EXERCISE DETAILS » Show every line of the records below that contains the word "covered".

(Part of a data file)
=======
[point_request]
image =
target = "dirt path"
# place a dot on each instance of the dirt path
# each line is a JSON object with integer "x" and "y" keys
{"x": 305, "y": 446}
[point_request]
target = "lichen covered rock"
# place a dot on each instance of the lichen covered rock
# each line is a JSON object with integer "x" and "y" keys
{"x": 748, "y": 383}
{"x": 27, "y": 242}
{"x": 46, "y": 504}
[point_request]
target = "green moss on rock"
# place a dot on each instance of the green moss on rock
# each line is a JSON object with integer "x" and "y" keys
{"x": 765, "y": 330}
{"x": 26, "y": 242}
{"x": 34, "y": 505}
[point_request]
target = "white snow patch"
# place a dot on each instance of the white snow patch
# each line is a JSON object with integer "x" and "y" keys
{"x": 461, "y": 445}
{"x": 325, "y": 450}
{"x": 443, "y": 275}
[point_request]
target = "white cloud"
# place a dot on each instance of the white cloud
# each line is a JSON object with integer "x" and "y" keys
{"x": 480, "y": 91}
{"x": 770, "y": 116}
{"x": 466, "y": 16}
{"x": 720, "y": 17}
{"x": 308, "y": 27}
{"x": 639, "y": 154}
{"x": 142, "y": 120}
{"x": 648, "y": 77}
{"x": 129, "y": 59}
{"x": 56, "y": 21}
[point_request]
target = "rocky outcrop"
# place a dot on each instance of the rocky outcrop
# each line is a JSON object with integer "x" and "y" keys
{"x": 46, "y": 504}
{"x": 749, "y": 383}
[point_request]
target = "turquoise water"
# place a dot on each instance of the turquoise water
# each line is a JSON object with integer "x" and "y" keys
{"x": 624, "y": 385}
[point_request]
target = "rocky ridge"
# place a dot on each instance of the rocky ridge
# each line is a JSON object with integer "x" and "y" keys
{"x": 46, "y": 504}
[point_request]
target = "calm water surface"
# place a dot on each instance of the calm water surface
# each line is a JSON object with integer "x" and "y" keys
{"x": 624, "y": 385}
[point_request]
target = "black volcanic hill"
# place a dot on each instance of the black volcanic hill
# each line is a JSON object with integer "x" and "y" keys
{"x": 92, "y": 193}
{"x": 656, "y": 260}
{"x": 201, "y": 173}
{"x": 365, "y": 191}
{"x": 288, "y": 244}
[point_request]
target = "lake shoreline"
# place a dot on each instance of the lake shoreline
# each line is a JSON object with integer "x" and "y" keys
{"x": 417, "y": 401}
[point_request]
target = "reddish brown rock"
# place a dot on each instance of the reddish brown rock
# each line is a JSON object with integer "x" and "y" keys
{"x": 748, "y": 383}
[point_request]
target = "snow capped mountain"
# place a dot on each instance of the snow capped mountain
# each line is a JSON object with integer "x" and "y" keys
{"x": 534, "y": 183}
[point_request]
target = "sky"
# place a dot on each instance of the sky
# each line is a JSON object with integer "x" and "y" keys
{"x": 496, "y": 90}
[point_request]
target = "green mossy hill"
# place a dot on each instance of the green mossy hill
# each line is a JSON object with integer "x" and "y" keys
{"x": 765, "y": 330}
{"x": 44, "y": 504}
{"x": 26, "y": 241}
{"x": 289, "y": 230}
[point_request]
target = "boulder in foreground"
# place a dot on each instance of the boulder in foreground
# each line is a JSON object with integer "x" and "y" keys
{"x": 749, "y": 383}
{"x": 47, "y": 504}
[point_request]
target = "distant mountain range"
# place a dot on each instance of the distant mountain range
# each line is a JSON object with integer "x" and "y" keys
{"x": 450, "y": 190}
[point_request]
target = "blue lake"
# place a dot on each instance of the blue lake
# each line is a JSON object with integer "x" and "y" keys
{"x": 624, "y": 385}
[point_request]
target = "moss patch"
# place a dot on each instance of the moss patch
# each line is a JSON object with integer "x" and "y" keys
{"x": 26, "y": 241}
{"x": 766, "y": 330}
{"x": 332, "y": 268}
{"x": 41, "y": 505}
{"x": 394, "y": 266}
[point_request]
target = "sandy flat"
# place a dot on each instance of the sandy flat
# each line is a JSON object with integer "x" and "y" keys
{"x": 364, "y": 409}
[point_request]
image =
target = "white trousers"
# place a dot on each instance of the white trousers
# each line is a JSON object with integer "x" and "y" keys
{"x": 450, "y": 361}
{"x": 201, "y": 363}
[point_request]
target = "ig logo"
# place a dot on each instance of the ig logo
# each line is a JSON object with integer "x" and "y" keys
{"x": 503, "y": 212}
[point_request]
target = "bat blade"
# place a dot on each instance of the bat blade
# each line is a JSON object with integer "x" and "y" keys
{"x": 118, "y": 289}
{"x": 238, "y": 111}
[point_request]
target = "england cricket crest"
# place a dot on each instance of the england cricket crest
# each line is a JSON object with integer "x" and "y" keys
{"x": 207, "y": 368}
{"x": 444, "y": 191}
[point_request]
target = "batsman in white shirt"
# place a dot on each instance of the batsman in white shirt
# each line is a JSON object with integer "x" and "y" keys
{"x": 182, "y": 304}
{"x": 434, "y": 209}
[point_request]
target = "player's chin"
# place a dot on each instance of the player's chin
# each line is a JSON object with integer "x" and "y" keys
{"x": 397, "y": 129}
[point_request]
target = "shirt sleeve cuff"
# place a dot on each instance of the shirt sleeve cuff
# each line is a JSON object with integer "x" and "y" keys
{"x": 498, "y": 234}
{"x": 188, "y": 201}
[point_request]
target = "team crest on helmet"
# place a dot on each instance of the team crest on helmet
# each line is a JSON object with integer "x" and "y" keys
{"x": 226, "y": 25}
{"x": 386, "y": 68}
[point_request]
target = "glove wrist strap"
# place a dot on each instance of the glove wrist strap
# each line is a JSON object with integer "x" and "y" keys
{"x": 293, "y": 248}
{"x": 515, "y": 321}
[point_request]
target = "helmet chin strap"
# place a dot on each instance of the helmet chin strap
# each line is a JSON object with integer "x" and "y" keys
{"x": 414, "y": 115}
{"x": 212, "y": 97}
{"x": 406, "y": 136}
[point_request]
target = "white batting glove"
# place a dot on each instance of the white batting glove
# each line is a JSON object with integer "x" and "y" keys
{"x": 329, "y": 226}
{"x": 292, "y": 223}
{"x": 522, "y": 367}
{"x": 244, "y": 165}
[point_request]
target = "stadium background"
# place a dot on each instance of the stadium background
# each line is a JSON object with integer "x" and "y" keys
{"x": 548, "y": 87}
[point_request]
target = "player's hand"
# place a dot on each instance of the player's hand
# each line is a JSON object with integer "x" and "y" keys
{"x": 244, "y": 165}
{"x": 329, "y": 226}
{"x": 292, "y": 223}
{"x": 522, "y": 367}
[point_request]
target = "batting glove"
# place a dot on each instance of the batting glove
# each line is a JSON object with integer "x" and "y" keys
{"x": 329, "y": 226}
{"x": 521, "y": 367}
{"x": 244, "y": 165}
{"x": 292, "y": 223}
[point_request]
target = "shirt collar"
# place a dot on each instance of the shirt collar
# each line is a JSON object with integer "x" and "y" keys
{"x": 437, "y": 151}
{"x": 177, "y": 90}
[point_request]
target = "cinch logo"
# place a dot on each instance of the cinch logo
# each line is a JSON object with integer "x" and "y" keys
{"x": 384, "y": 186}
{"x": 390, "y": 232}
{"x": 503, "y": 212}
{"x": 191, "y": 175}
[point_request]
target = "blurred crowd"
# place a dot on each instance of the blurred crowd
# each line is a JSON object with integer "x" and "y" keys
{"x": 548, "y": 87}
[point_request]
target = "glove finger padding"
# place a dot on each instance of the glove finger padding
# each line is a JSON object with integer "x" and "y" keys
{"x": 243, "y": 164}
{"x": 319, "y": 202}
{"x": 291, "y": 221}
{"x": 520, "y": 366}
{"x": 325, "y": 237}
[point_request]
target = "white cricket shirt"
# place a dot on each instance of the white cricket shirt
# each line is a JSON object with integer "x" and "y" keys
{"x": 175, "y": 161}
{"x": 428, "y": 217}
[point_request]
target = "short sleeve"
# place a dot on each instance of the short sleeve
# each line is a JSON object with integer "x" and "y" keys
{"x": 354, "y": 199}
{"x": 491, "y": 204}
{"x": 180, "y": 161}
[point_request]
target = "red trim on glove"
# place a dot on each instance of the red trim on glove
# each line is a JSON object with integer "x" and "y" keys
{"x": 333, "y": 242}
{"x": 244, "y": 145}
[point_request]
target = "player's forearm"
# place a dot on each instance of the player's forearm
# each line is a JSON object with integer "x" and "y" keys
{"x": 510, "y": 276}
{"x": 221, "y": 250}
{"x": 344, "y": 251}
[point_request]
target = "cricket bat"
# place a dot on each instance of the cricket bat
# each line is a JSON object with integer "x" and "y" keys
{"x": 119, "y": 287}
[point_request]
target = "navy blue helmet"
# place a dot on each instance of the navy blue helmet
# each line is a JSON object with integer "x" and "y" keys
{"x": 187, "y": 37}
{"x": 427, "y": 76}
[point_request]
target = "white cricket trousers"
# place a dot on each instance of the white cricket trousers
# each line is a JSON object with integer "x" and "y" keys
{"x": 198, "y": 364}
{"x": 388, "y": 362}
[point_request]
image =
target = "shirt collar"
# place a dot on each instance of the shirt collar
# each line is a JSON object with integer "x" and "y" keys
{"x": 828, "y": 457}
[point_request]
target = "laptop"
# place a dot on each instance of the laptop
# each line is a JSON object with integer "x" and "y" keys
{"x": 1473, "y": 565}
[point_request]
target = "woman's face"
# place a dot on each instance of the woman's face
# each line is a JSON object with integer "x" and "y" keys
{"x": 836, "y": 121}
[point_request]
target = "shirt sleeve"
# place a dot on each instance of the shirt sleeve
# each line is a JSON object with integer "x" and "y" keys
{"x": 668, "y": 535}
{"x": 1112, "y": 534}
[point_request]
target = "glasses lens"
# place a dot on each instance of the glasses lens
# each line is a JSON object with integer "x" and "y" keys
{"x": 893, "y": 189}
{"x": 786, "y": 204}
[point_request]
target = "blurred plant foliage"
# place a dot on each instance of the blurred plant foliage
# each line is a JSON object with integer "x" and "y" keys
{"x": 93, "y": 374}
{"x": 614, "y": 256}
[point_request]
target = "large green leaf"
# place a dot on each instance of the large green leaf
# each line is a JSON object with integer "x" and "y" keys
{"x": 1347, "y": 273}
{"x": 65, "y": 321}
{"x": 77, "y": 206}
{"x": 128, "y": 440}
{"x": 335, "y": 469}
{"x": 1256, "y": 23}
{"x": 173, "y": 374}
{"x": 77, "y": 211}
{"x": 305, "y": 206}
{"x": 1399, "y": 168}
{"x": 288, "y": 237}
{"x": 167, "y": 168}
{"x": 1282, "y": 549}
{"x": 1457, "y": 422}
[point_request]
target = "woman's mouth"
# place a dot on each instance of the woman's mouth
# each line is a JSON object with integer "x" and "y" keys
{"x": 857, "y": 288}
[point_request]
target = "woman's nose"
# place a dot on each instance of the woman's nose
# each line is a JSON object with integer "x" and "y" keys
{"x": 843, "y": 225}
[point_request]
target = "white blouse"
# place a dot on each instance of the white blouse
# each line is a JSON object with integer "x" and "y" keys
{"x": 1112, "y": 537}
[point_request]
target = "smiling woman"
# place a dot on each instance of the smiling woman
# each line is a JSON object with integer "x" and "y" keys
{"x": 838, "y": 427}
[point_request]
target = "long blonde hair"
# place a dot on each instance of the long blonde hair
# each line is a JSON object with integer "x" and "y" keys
=======
EXERCISE RESULT »
target = "lichen covered rock"
# place a dot on each instance of the lichen covered rock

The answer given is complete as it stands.